# Manual versus Automated Pourover



## johnbudding (Dec 2, 2014)

I've been toying with the idea of buying a drip brewer for my morning fix. I tend to start the day with a cup of tea followed by a coffee and then one more for the commute. This tends to mean making two 15-18g V60s. I was thinking of trying to source a Wilfa Precision (or failing that, a Moccamaster/alternative) to brew up a morning batch whilst I'm getting ready so that I can enjoy a cup at home and one more for the road.

My question is, has anyone else done this and what are people's opinions on pourover versus machine drip in the cup. Is the simplicity of automatic worth the trade off of a greater level of control?

Thanks!


----------



## matted (Sep 30, 2019)

James Hoffman uses a drip brewer.

Grinds the night before (shock horror) so coffee available first thing.

I have had similar thoughts but

They are big units, slower than an aeropress or v60 or chemex i would think. Therefore whilst i would like the smell of brewed coffee, it would be slower and more cumbersome route for me. Also i would be the only user in the house.


----------



## MWJB (Feb 28, 2012)

Problem statement:
Answer these about the pourover thread above, one per line:
1. What dose of coffee does johnbudding use for each V60?
2. Which drip brewer does johnbudding hope to find, and what is the fallback?
3. According to matted, when does James Hoffman grind his coffee?

Stored data:

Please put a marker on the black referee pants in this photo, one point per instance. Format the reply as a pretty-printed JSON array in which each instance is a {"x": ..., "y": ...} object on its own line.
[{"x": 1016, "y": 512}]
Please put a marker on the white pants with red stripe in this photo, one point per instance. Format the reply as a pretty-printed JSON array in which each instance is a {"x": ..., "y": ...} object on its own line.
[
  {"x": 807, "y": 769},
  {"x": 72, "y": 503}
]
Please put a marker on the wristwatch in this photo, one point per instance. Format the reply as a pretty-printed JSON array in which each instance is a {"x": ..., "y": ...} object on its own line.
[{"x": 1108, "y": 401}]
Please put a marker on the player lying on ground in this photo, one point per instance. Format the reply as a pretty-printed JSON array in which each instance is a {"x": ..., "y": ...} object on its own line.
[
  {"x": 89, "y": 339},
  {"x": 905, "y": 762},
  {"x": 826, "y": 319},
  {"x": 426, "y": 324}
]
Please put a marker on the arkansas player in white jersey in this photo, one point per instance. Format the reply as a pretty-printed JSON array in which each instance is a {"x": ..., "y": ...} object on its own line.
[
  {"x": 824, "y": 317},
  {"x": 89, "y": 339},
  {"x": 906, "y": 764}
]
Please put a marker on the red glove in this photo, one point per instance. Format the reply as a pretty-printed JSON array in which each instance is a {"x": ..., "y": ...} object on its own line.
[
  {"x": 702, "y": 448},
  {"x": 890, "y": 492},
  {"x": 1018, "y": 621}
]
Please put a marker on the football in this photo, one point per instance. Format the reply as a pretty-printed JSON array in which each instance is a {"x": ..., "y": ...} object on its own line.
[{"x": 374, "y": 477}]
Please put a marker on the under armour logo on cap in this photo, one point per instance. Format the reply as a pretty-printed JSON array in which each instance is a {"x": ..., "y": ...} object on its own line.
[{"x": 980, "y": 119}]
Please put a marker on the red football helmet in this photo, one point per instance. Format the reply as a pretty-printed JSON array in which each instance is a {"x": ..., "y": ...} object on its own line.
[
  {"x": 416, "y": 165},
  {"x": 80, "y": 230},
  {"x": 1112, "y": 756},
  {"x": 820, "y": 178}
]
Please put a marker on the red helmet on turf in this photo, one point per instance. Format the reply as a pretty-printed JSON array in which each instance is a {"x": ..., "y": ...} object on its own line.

Answer for the task:
1. 15-18g
2. A Wilfa Precision, or failing that, a Moccamaster or an alternative
3. The night before